## What is being asked
What appears in the data must be reproduced exactly.

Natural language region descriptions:
****************
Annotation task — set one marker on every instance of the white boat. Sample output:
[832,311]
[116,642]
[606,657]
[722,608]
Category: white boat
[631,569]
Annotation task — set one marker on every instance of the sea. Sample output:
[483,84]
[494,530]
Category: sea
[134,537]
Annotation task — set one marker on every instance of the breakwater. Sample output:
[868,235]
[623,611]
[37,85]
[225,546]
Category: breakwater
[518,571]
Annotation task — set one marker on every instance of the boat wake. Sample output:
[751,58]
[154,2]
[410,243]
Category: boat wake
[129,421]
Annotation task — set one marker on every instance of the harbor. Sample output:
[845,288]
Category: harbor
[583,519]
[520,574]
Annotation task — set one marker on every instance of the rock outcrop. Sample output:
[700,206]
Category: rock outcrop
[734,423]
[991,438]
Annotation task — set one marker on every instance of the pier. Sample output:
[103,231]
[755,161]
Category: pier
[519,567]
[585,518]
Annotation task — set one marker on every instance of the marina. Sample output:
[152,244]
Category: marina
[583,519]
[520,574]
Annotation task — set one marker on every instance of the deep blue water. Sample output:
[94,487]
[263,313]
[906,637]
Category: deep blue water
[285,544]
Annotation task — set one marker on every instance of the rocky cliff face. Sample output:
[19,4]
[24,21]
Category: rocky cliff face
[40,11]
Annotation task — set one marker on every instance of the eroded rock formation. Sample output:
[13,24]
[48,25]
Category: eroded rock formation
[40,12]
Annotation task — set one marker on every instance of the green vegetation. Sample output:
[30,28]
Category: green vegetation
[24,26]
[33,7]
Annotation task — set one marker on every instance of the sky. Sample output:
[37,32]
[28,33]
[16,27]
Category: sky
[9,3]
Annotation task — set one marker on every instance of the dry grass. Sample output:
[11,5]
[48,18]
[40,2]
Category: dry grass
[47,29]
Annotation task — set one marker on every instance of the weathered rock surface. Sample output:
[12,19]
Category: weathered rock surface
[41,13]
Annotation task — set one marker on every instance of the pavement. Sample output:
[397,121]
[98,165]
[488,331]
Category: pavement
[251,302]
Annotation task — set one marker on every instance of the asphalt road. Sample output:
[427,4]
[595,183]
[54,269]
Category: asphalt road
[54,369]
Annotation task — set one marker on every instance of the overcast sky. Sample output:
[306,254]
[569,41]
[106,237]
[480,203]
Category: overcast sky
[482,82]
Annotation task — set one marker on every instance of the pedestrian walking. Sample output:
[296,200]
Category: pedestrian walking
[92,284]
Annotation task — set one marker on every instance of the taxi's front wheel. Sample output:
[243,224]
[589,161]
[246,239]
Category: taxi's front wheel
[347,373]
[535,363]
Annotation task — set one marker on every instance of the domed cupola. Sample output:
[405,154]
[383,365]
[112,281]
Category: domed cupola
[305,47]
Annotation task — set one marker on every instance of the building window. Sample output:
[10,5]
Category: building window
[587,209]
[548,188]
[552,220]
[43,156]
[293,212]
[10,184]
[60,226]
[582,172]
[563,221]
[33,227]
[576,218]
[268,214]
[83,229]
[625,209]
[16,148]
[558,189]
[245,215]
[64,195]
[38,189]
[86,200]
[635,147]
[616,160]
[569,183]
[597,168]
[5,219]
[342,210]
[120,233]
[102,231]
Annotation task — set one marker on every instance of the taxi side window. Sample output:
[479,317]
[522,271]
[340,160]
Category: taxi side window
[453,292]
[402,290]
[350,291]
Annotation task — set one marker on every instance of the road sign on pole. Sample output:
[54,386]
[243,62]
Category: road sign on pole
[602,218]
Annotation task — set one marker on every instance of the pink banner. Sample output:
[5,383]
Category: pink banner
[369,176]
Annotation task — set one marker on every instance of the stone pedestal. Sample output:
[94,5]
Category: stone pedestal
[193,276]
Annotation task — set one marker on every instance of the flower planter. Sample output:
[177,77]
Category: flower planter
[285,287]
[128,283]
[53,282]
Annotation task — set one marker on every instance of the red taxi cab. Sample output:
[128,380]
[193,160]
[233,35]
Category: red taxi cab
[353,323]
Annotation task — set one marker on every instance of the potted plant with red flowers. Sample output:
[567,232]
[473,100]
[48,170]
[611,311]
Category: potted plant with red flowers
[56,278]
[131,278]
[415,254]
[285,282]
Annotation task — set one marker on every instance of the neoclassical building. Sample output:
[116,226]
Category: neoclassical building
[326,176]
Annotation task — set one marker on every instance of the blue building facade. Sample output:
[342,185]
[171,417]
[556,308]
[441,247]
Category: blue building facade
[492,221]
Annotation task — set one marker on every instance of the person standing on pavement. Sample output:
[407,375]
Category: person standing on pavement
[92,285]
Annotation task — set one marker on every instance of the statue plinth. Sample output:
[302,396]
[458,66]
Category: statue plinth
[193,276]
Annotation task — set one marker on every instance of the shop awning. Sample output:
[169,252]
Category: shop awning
****************
## Solution below
Annotation task — set one marker on every instance of the white boat. Sample output:
[832,311]
[116,642]
[606,657]
[722,608]
Category: white boat
[631,569]
Annotation task — set one marker on every instance of the sea. Sample output:
[483,84]
[494,530]
Category: sea
[134,537]
Annotation task — set one marker on every instance of the breakwater. Sample output:
[868,235]
[623,611]
[37,85]
[225,546]
Category: breakwater
[518,571]
Annotation task — set one marker on every instance of the boat wake. Sample output:
[751,58]
[154,2]
[410,243]
Category: boat wake
[129,421]
Annotation task — set one marker on every instance of the harbor. Sample output:
[845,288]
Category: harbor
[583,519]
[520,574]
Annotation task — set one marker on every instance of the rock outcrop. Sample output:
[700,206]
Category: rock outcrop
[734,423]
[991,438]
Annotation task — set one marker on every instance of the pier. Sample output:
[103,231]
[755,161]
Category: pier
[519,567]
[585,518]
Annotation task — set one marker on every instance of the marina. Sample output:
[152,244]
Category: marina
[583,519]
[520,574]
Annotation task — set one marker on every instance of the deep blue water. Sample output:
[94,487]
[263,313]
[906,637]
Category: deep blue water
[285,544]
Annotation task — set one marker on every instance of the rocky cliff face. Sample output:
[19,4]
[24,21]
Category: rocky cliff face
[40,11]
Annotation task — set one marker on every instance of the eroded rock formation. Sample output:
[13,24]
[48,25]
Category: eroded rock formation
[40,12]
Annotation task — set one marker on every instance of the green vegetation. Sample output:
[30,28]
Category: green vegetation
[24,26]
[33,7]
Annotation task — set one marker on every instance of the sky. Sample output:
[37,32]
[28,33]
[16,27]
Category: sky
[9,3]
Annotation task — set one marker on every instance of the dry grass. Sample output:
[11,5]
[48,18]
[40,2]
Category: dry grass
[47,29]
Annotation task — set one marker on every instance of the weathered rock surface. Sample output:
[12,19]
Category: weathered rock surface
[41,13]
Annotation task — set one marker on every instance of the pavement. Sample output:
[397,121]
[98,165]
[488,331]
Category: pavement
[251,302]
Annotation task — set one marker on every instance of the asphalt road. Sample output:
[427,4]
[595,183]
[54,269]
Category: asphalt road
[54,369]
Annotation task — set one marker on every instance of the overcast sky. Sample output:
[306,254]
[569,41]
[106,237]
[480,203]
Category: overcast sky
[482,82]
Annotation task — set one marker on every instance of the pedestrian walking. Sample output:
[296,200]
Category: pedestrian walking
[92,284]
Annotation task — set one marker on every instance of the taxi's front wheel. Sample output:
[243,224]
[589,161]
[246,239]
Category: taxi's front wheel
[347,373]
[535,363]
Annotation task — set one marker on every instance of the domed cupola. Sample output:
[405,154]
[383,365]
[112,281]
Category: domed cupola
[305,47]
Annotation task — set one marker on every instance of the building window. Sample output:
[10,5]
Category: building window
[587,209]
[548,188]
[552,220]
[43,156]
[293,212]
[10,184]
[60,226]
[582,172]
[563,221]
[33,227]
[576,218]
[268,214]
[83,229]
[625,209]
[16,148]
[558,189]
[245,215]
[64,195]
[38,189]
[86,200]
[635,147]
[616,160]
[569,183]
[597,168]
[5,219]
[342,210]
[120,233]
[102,231]
Annotation task — set one marker on every instance of the taxi side window. Sample output:
[479,317]
[522,271]
[340,160]
Category: taxi side window
[453,292]
[402,290]
[350,291]
Annotation task — set one marker on every instance of the road sign on pole. Sample output:
[54,386]
[243,62]
Category: road sign on pole
[602,218]
Annotation task — set one marker on every instance of the pink banner. Sample output:
[5,383]
Category: pink banner
[369,176]
Annotation task — set one marker on every instance of the stone pedestal. Sample output:
[94,5]
Category: stone pedestal
[193,276]
Annotation task — set one marker on every instance of the flower planter. Sample output:
[177,77]
Category: flower planter
[285,287]
[128,283]
[53,282]
Annotation task — set one marker on every instance of the red taxi cab. Sample output:
[128,380]
[193,160]
[233,35]
Category: red taxi cab
[353,323]
Annotation task — set one marker on every instance of the potted plant with red flowers. Sample output:
[567,232]
[473,100]
[48,170]
[611,311]
Category: potted plant with red flowers
[56,278]
[131,278]
[415,254]
[285,282]
Annotation task — set one marker on every instance of the neoclassical building. Sample output:
[116,226]
Category: neoclassical building
[326,176]
Annotation task — set one marker on every instance of the blue building facade. Sample output:
[342,185]
[171,417]
[556,308]
[441,247]
Category: blue building facade
[492,221]
Annotation task — set one marker on every instance of the person standing on pavement. Sample output:
[407,375]
Category: person standing on pavement
[92,285]
Annotation task — set one marker on every instance of the statue plinth. Sample output:
[302,396]
[458,66]
Category: statue plinth
[193,276]
Annotation task — set one marker on every instance of the shop awning. Sample output:
[169,252]
Category: shop awning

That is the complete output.